● **Task instructions**: Copy out all the data, word for word.

Point-based annotation data
------------------------------------------------------------

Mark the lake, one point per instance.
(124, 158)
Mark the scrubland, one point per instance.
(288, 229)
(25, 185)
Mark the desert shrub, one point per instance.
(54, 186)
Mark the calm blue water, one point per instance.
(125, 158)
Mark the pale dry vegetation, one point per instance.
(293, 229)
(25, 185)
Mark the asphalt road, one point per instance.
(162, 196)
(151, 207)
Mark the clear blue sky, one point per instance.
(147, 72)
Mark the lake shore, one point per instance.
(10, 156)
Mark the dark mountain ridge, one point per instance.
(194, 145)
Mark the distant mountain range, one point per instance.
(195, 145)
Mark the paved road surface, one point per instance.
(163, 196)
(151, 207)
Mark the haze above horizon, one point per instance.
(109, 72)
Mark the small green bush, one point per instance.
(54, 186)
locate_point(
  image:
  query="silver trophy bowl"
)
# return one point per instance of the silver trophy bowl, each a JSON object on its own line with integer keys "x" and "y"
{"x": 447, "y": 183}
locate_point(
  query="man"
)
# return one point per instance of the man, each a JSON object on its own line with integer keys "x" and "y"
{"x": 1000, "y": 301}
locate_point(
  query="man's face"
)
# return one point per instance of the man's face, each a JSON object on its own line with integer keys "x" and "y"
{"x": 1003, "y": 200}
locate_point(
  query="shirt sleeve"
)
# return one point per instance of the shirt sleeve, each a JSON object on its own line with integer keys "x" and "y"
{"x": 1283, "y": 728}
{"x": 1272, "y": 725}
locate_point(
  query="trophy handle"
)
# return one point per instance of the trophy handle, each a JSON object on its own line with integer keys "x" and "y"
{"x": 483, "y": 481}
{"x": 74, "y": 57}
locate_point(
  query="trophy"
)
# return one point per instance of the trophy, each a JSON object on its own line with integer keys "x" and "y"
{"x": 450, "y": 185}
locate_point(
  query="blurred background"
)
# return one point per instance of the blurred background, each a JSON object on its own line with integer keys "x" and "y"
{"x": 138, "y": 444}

------------------------------------------------------------

● **In response**:
Mark the lake, one point per instance.
(124, 158)
Mark the scrubland, one point per instance.
(288, 229)
(25, 185)
Mark the desert shrub, one point per instance.
(54, 186)
Mark the calm blue water, one point per instance.
(125, 158)
Mark the pale dry vegetation, one point per instance.
(293, 229)
(25, 185)
Mark the asphalt road, one point per instance.
(162, 196)
(151, 207)
Mark the clear blue sky, one point per instance.
(147, 72)
Mark the lake shore, one point per instance.
(10, 156)
Mark the dark mountain ridge, one point per instance.
(194, 145)
Mark the distant mountain range, one point per instance.
(195, 145)
Mark the paved road surface, one point per instance.
(163, 196)
(151, 207)
Mark the haze above horizon, one point per instance.
(109, 72)
Mark the small green bush, one point per instance.
(54, 186)
locate_point(
  image:
  query="silver trophy bowl"
)
# return one point per instance of the silver trophy bowl, each a JSON object on its own line with integer keys "x" and "y"
{"x": 447, "y": 183}
locate_point(
  query="man"
)
# return one point per instance of the man, each a JSON object on its own line with integer keys "x" and "y"
{"x": 1000, "y": 301}
locate_point(
  query="man's face"
)
# return one point per instance of the man's face, each a JSON object on its own line with integer keys "x" and "y"
{"x": 1003, "y": 200}
locate_point(
  query="shirt sleeve"
)
# return one point per instance of the shirt sleeve, each a JSON object on its own line with integer keys "x" and "y"
{"x": 1283, "y": 728}
{"x": 1272, "y": 725}
locate_point(
  query="trophy handle"
)
# return one point per instance of the trophy handle, each a JSON object on its own line with integer keys "x" and "y"
{"x": 483, "y": 481}
{"x": 74, "y": 57}
locate_point(
  query="trophy"
)
# return one point per instance of the trophy, each a JSON object on its own line with integer keys "x" and "y"
{"x": 450, "y": 185}
locate_point(
  query="blurred background"
)
# return one point per instance of the blurred background, each a JSON object on its own line with integer keys "x" and "y"
{"x": 138, "y": 444}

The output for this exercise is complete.